━━━━━ ИЗВЛЕЧЁННЫЙ ТЕКСТ

Разновидностью противников ходжи Насреддина, аладзонов, являются такие хвастуны, которые сами пытаются подстроить ему ловушку и рассчитывают, что он в нее попадет. Насреддин с виду безропотно принимает предложенные правила игры, однако благодаря его остроумным ответам или действиям эти правила оборачиваются против тех, кто хотел бы позабавиться или поживиться за его счет. В одном из анекдотов Афанди косил на оба глаза. Падишах, чтобы высмеять острослова, спросил его как-то: — Афанди, а как я выгляжу в твоих глазах? — Четвероногим, — ответил ходжа. В другом анекдоте рассказывается, как три заезжих купца задавали неразрешимые вопросы: где центр земли? сколько звезд на небе? сколько волосинок в бороде одного из купцов? Никто не мог ответить на эти вопросы, один Насреддин вызвался отвечать: центр земли там, где стоит правая нога его осла; звезд на небе столько, сколько шерстинок на шкуре его осла, волосинок в бороде столько, сколько и на конце хвоста его осла. — Чем докажешь это? — спрашивали купцы, и Насреддин неизменно предлагал им проверить, если не верят на слово (см. №№ 758, 686). Мнимая неразрешимость вопросов заключалась в том, что они не поддаются проверке, и потому казалось, что они требуют особой мудрости. Такими вопросами можно заморочить голову простакам и выдать себя за мудрецов. Ответы Насреддина показали, что купцы — простые шарлатаны, что в их вопросах столько же «мудрости», сколько и в его ответах.

В некоторых анекдотах Насреддин-эйрон выдает себя за мнимого простофилю и тем самым провоцирует собеседника воспользоваться этим. На самом деле это оказывается хитроумной ловушкой, в которой обнаруживается глупая хитрость собеседника и действительная мудрость ходжи. «Как-то ходжа попросил у богатого соседа казан. Через неделю возвратил его, а с ним — и маленький казанчик впридачу. — Что это значит? — Оказывается, казан ваш был беременным и у нас разродился. Вот я принес вам мать и дитя. Довольный глупостью Афанди, сосед принял оба казана и ответил: — Спасибо, спасибо, Афанди. Почаще приходи ко мне и бери казан.

━━━━━━━━━━

УКАЗАНИЯ:
a. Объясните по тексту об анекдотах про Насреддина, почему вопросы заезжих купцов казались требующими особой мудрости. Уложитесь в одно–три предложения.
b. Продолжите текст об анекдотах про Насреддина с того места, на котором он заканчивается.

━━━━━ ФРАГМЕНТ ИСТОЧНИКА

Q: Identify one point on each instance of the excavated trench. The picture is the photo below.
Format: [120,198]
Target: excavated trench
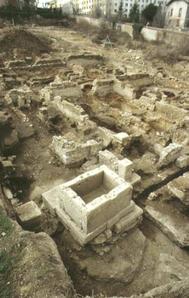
[145,193]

━━━━━━━━━━

ИТОГОВЫЕ ОТВЕТЫ:
a. Вопросы купцов казались требующими особой мудрости, потому что их нельзя было проверить. Этим и объяснялась их мнимая неразрешимость: такими вопросами можно было заморочить голову простакам и выдать себя за мудрецов.

b.
Через некоторое время Афанди опять взял казан у соседа. Прошла неделя, месяц, но Афанди не возвращает казан. — Почему не приносишь посуду? — спрашивает сосед. — Превыше всего воля божья, — ответил Афанди. — Через два дня после того как я взял ваш казан, он у меня в доме, вот на этом самом месте, скончался. — Ты что, в своем уме? — возмутился сосед. — Разве казан может умереть? — Как же не может? Если вы верите, что казан может родить, то почему же не верите, что он может умереть? — засмеялся Афанди» (№ 405).

Всякий, кто читал анекдоты о ходже Насреддине, помнит, что не так уж редко сам Насреддин выступает в роли хвастуна, аладзона и попадает впросак. Например, отправился раз Эпенди продавать корову, но никак не мог найти покупателя. Один приятель Эпенди стал кричать:

— Эй, продается прекрасная корова, стельная, на шестом месяце. И тут же нашелся человек, который купил корову. Удивился этому Эпенди и отправился домой. Дома у него оказались в свахи.

— Женщины, зачем затягивать разговор, — сказал Эпенди.

— Я сообщу вам все в двух словах: девушка породистая, беременна, на шестом месяце...

Не успел Эпенди закончить своих слов, как свахи, переглянувшись, выскочили за дверь. (№ 492)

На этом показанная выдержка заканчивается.